Problem to solve:
Convert the records below into a two-column CSV with the header row request,points, giving one row per record: the full request text in the first field and its answer in the second, each field enclosed in double quotes and with any line breaks replaced by spaces.

[Point annotation records]
[start]

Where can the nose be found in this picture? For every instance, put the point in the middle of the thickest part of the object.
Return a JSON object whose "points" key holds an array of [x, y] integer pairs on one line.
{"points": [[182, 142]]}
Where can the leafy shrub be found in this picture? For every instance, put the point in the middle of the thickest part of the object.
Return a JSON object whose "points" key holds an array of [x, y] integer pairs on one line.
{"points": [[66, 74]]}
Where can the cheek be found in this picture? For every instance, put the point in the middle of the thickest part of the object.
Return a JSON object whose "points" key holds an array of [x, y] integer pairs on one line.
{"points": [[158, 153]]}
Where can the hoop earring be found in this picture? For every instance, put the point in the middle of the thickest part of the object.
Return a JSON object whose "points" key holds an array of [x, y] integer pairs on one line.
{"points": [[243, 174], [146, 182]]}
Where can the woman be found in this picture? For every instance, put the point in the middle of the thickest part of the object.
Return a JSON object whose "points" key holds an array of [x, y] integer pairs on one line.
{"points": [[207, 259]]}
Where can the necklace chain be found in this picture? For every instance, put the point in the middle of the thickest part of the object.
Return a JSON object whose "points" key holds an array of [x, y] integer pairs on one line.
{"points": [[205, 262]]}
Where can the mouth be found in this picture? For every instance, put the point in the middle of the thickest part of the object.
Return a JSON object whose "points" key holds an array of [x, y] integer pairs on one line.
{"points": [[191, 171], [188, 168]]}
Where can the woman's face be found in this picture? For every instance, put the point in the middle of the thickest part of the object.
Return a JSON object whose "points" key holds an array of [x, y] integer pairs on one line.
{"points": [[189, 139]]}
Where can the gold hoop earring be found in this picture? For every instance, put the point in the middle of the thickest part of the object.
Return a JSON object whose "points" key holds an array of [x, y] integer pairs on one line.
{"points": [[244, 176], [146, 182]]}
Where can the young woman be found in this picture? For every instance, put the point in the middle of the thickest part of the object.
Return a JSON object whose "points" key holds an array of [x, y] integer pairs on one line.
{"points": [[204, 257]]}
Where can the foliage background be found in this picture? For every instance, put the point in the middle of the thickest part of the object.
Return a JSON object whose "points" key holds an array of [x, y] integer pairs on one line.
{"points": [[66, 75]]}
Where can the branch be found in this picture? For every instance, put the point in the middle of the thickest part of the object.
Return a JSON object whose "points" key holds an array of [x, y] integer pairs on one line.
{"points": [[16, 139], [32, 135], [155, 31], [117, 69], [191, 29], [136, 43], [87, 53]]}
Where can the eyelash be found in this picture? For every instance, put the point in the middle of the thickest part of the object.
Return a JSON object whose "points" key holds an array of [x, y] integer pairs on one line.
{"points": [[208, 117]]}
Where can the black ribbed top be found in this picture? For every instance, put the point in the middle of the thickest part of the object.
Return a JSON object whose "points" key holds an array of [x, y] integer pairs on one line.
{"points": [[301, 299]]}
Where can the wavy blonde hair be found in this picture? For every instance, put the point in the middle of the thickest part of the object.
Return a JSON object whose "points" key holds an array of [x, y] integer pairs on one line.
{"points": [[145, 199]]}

[end]

Solution to this task:
request,points
"Where can the nose be found in this picture? For every instance, put the point in the middle of the thickest part of the object. Return a JSON object whose ""points"" key holds an array of [x, y] integer pairs on one line.","{""points"": [[182, 142]]}"
"Where can the leafy shrub be found in this picture? For every instance, put the point in the middle of the thickest part of the object. Return a JSON object whose ""points"" key holds an array of [x, y] integer pairs on one line.","{""points"": [[66, 74]]}"
"Where can the cheek be found in this picture? For every instance, put the point in the middle of the thickest part of the object. Return a JSON object whose ""points"" key holds an array of [x, y] integer pairs on one line.","{""points"": [[158, 153]]}"
"Where can the hoop earring be found in this picture? For every instance, put the point in the middle of the thickest part of the object. Return a JSON object whose ""points"" key holds an array of [x, y] integer pairs on one line.","{""points"": [[243, 174], [146, 182]]}"
"Where can the woman be found in this picture? For every instance, put the point in the middle of the thickest part of the object. Return a JSON object whose ""points"" key holds an array of [x, y] integer pairs on one line.","{""points"": [[207, 259]]}"
"Where can the necklace chain be found in this picture? For every instance, put the point in the middle of the thickest part of the object. Return a JSON object whose ""points"" key holds an array of [x, y] integer pairs on one line.","{""points"": [[205, 262]]}"
"Where can the mouth be found in this picture? For every instance, put the point in the middle of the thickest part of the object. Return a JSON object whose ""points"" key holds an array of [x, y] integer pairs on one line.","{""points"": [[191, 171], [188, 168]]}"
"Where can the woman's face be found in this picture? For every instance, put the point in the middle of the thickest part of the object. Return a JSON object whose ""points"" key holds an array of [x, y] integer pairs on one line.","{""points"": [[189, 139]]}"
"Where can the gold hoop earring be found in this picture? For every instance, put the point in the middle of the thickest part of the object. Return a JSON object whose ""points"" key holds an array of [x, y] integer pairs on one line.","{""points"": [[244, 176], [146, 182]]}"
"Where can the young woman be found in this picture? For every instance, put the point in the middle of the thickest part of the object. Return a JSON object whose ""points"" key holds an array of [x, y] integer pairs on one line.","{""points"": [[204, 257]]}"
"Where can the foliage background be found in this picture? For every instance, put the point in the middle of the thickest part of the object. Return a JSON object whose ""points"" key holds an array of [x, y] integer pairs on one line.","{""points"": [[66, 75]]}"
"Where can the branch be found in this picture? For every instance, put the point in the middle of the thickest part of the object. Return a JSON object whose ""points"" key holds an array of [x, y] integer pairs on one line.","{""points"": [[16, 139], [32, 135], [155, 31], [117, 69], [191, 29], [136, 43], [87, 53]]}"
"Where can the eyelash be found in this picture? For every instance, put the point in the middle of the thickest part of the object. Return a JSON object whose ""points"" key holds an array of [x, y] integer pairs on one line.","{""points"": [[208, 117]]}"
"Where can the black ribbed top be found in this picture? For every instance, put the point in the middle of the thickest part of the object. Return a JSON object whose ""points"" key holds an array of [x, y] integer pairs on one line.","{""points"": [[301, 299]]}"
"Where can the wavy blonde hair be found in this picture? For every instance, put the point in the middle of the thickest part of the object. Return a JSON object whose ""points"" key holds an array of [x, y] integer pairs on one line.","{""points"": [[145, 199]]}"